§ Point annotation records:
+---+

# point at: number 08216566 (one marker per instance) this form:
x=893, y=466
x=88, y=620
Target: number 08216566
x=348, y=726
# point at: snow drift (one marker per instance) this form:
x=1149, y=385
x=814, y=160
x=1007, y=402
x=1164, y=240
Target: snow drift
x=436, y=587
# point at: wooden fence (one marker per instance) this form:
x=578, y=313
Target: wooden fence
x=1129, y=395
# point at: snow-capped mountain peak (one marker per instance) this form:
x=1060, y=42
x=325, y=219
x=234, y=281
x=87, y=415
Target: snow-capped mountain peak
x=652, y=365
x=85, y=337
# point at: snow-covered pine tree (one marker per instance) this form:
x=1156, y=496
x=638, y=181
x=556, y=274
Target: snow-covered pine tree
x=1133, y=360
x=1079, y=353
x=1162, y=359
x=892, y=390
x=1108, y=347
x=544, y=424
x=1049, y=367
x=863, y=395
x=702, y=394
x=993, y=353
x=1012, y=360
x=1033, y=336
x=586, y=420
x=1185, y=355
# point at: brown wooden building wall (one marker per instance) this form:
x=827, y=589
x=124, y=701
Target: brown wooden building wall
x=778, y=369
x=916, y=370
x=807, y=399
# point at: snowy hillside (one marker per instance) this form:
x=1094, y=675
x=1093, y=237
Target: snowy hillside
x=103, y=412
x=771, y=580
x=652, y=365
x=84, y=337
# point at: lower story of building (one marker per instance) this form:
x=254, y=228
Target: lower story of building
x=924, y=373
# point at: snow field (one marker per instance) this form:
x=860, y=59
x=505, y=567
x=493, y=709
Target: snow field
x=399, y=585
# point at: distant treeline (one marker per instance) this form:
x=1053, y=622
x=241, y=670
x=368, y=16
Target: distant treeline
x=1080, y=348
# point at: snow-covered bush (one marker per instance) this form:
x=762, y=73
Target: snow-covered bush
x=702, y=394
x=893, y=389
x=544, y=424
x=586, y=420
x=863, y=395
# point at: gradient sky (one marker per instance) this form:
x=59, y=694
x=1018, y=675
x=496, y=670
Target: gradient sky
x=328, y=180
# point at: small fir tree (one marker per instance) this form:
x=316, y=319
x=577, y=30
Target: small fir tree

+---+

§ AIM: Reproduce all of the rows above word for word, with no changes.

§ OUTPUT FOR THIS TASK:
# point at: number 08216566 (one marker per instance) this form:
x=893, y=466
x=88, y=620
Target: number 08216566
x=348, y=726
# point at: snow drift (one marker per instance) this form:
x=1149, y=385
x=814, y=160
x=1007, y=402
x=1164, y=240
Target: snow drift
x=436, y=587
# point at: wooden fence (one marker per instance) this form:
x=578, y=313
Target: wooden fence
x=1129, y=395
# point at: snow-capped mountain peak (one marker per instance) this form:
x=1060, y=42
x=325, y=219
x=234, y=281
x=87, y=415
Target: snow-capped mountain peak
x=652, y=365
x=85, y=337
# point at: snow-covered pine tree (one marker per instance) this form:
x=1156, y=496
x=638, y=181
x=556, y=274
Target: snow-covered pine tree
x=1133, y=360
x=1079, y=353
x=1162, y=359
x=892, y=390
x=1108, y=347
x=544, y=424
x=1049, y=367
x=863, y=395
x=702, y=394
x=993, y=353
x=1012, y=360
x=1033, y=336
x=586, y=420
x=1185, y=355
# point at: brown wooden building wall (one marker per instance) this form:
x=827, y=589
x=124, y=701
Target: brown wooden building wall
x=778, y=369
x=916, y=370
x=807, y=399
# point at: snowy hillside (one marker per instance) this form:
x=1094, y=675
x=1093, y=237
Target: snowy hillside
x=103, y=412
x=771, y=580
x=652, y=365
x=84, y=337
# point at: lower story of building (one marker per instance) this form:
x=254, y=228
Target: lower story of building
x=924, y=373
# point at: snow field (one marker per instance) this form:
x=860, y=59
x=505, y=567
x=493, y=709
Target: snow field
x=399, y=585
# point at: distant treeline (one marker per instance) this form:
x=1053, y=622
x=241, y=670
x=368, y=16
Target: distant treeline
x=1080, y=348
# point at: snow-covered bush (one marker per instance) this form:
x=762, y=73
Target: snow-covered bush
x=702, y=394
x=893, y=389
x=544, y=424
x=586, y=420
x=863, y=395
# point at: gradient sky (one marker per instance) this form:
x=59, y=694
x=1018, y=675
x=496, y=670
Target: gradient sky
x=328, y=180
# point at: small fir tree (one marker per instance) this form:
x=316, y=319
x=577, y=30
Target: small fir tree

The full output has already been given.